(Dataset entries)
------------

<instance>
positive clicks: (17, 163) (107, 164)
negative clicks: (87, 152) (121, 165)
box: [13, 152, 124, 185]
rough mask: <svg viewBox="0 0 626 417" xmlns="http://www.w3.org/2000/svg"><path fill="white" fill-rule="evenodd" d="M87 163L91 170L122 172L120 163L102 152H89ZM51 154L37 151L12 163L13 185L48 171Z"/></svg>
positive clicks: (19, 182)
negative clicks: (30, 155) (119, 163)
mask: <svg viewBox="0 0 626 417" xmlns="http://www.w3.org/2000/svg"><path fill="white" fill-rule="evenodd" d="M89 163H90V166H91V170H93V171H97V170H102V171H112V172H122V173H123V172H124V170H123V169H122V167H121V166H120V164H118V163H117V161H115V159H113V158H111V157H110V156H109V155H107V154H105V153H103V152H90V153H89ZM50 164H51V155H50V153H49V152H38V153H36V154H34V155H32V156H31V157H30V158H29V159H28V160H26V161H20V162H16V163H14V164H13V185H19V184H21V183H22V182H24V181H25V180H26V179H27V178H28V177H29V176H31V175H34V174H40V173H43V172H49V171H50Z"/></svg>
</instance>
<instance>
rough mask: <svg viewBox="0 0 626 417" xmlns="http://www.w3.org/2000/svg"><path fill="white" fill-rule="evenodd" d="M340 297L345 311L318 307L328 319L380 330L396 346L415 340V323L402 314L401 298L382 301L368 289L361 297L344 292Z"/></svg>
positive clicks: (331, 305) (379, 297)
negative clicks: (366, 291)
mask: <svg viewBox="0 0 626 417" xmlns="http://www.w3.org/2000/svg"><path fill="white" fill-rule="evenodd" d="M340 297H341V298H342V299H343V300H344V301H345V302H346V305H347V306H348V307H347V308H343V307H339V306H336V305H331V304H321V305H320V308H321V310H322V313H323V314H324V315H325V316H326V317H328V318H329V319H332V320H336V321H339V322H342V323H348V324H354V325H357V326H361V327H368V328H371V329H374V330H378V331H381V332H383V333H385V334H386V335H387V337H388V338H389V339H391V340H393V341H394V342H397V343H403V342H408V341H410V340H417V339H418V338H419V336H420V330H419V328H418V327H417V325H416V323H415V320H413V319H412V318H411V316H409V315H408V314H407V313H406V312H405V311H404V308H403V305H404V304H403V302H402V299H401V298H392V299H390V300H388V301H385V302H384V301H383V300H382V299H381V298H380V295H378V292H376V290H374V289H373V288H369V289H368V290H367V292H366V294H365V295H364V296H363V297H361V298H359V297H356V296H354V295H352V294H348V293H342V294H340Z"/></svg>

------------

Copy every row above once more, unchanged.

▶ [Task result]
<instance>
positive clicks: (17, 163) (107, 164)
negative clicks: (87, 152) (121, 165)
box: [13, 152, 124, 185]
rough mask: <svg viewBox="0 0 626 417" xmlns="http://www.w3.org/2000/svg"><path fill="white" fill-rule="evenodd" d="M87 163L91 170L122 172L120 163L102 152H89ZM51 154L37 151L12 163L13 185L48 171Z"/></svg>
positive clicks: (19, 182)
negative clicks: (30, 155) (119, 163)
mask: <svg viewBox="0 0 626 417" xmlns="http://www.w3.org/2000/svg"><path fill="white" fill-rule="evenodd" d="M89 163H90V166H91V170H93V171H97V170H102V171H112V172H122V173H123V172H124V170H123V169H122V167H121V166H120V164H118V163H117V161H115V159H113V158H111V157H110V156H109V155H107V154H105V153H103V152H90V153H89ZM50 164H51V155H50V153H49V152H38V153H36V154H34V155H32V156H31V157H30V158H29V159H28V160H26V161H20V162H16V163H14V164H13V185H19V184H21V183H22V182H24V181H25V180H26V179H27V178H28V177H29V176H31V175H34V174H40V173H43V172H49V171H50Z"/></svg>
</instance>
<instance>
rough mask: <svg viewBox="0 0 626 417" xmlns="http://www.w3.org/2000/svg"><path fill="white" fill-rule="evenodd" d="M340 297L345 311L318 307L328 319L380 330L396 346L415 340V323L402 314L401 298L382 301L368 289L361 297L344 292Z"/></svg>
positive clicks: (331, 305) (379, 297)
negative clicks: (366, 291)
mask: <svg viewBox="0 0 626 417" xmlns="http://www.w3.org/2000/svg"><path fill="white" fill-rule="evenodd" d="M340 297H341V298H342V299H343V300H344V301H345V302H346V305H347V306H348V307H347V308H343V307H339V306H336V305H331V304H321V305H320V308H321V310H322V313H323V314H324V315H325V316H326V317H328V318H329V319H332V320H336V321H339V322H342V323H348V324H354V325H357V326H361V327H368V328H371V329H374V330H378V331H381V332H383V333H385V334H386V335H387V337H388V338H389V339H391V340H393V341H394V342H397V343H403V342H408V341H410V340H417V339H418V338H419V336H420V330H419V328H418V327H417V325H416V323H415V320H413V319H412V318H411V316H409V315H408V314H407V313H406V312H405V311H404V308H403V305H404V304H403V302H402V299H401V298H392V299H390V300H388V301H385V302H384V301H383V300H382V299H381V298H380V295H378V292H376V290H374V289H373V288H369V289H368V290H367V292H366V294H365V295H364V296H363V297H361V298H359V297H356V296H354V295H352V294H348V293H342V294H340Z"/></svg>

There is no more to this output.